**SET PROBLEM**
Every entry must be duplicated precisely as written.

%%

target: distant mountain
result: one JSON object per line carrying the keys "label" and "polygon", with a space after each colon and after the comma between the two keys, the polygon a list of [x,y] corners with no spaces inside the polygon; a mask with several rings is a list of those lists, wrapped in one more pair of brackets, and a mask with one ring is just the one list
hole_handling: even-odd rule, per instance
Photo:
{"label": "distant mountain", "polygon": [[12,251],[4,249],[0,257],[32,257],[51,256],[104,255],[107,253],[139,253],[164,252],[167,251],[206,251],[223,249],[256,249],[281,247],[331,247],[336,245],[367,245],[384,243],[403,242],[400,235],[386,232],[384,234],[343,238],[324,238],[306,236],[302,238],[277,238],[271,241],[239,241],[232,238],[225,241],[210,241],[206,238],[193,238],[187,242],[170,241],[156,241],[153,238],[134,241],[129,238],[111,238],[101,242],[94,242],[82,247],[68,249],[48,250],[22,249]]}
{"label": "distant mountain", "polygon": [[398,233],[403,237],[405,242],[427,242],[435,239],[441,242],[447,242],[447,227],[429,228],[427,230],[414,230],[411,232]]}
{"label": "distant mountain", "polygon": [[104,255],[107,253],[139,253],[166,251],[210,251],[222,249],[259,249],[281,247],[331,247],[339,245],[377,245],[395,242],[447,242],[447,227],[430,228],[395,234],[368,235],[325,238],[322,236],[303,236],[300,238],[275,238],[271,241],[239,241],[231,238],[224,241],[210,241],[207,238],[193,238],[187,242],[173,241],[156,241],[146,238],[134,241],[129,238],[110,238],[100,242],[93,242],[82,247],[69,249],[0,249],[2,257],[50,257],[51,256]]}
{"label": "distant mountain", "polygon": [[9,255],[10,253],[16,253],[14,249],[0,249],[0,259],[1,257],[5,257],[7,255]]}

%%

**TASK RESPONSE**
target: distant mountain
result: one JSON object per line carrying the keys "label" and "polygon", with a space after each colon and after the comma between the two keys, the polygon a list of [x,y] corners with no spaces inside the polygon; a mask with several rings is a list of those lists, wrapped in one more pair of brackets, and a mask with one ring is just the one list
hole_handling: even-odd rule, per instance
Photo:
{"label": "distant mountain", "polygon": [[12,251],[4,249],[0,257],[32,257],[51,256],[104,255],[107,253],[139,253],[164,252],[167,251],[206,251],[223,249],[256,249],[281,247],[331,247],[336,245],[367,245],[384,243],[403,242],[400,235],[386,232],[384,234],[343,238],[324,238],[306,236],[302,238],[277,238],[271,241],[239,241],[232,238],[225,241],[210,241],[206,238],[193,238],[187,242],[170,241],[156,241],[153,238],[134,241],[129,238],[111,238],[101,242],[94,242],[82,247],[68,249],[48,250],[22,249]]}
{"label": "distant mountain", "polygon": [[398,233],[403,237],[405,242],[427,242],[435,239],[441,242],[447,242],[447,227],[429,228],[427,230],[414,230],[411,232]]}
{"label": "distant mountain", "polygon": [[104,255],[107,253],[139,253],[166,251],[210,251],[222,249],[259,249],[281,247],[331,247],[339,245],[377,245],[395,242],[447,242],[447,227],[430,228],[395,234],[368,235],[325,238],[322,236],[303,236],[300,238],[275,238],[271,241],[239,241],[231,238],[224,241],[210,241],[207,238],[193,238],[187,242],[173,241],[156,241],[146,238],[134,241],[129,238],[110,238],[100,242],[93,242],[82,247],[69,249],[0,249],[2,257],[50,257],[51,256]]}
{"label": "distant mountain", "polygon": [[9,255],[10,253],[16,253],[14,249],[0,249],[0,259],[1,257],[5,257],[7,255]]}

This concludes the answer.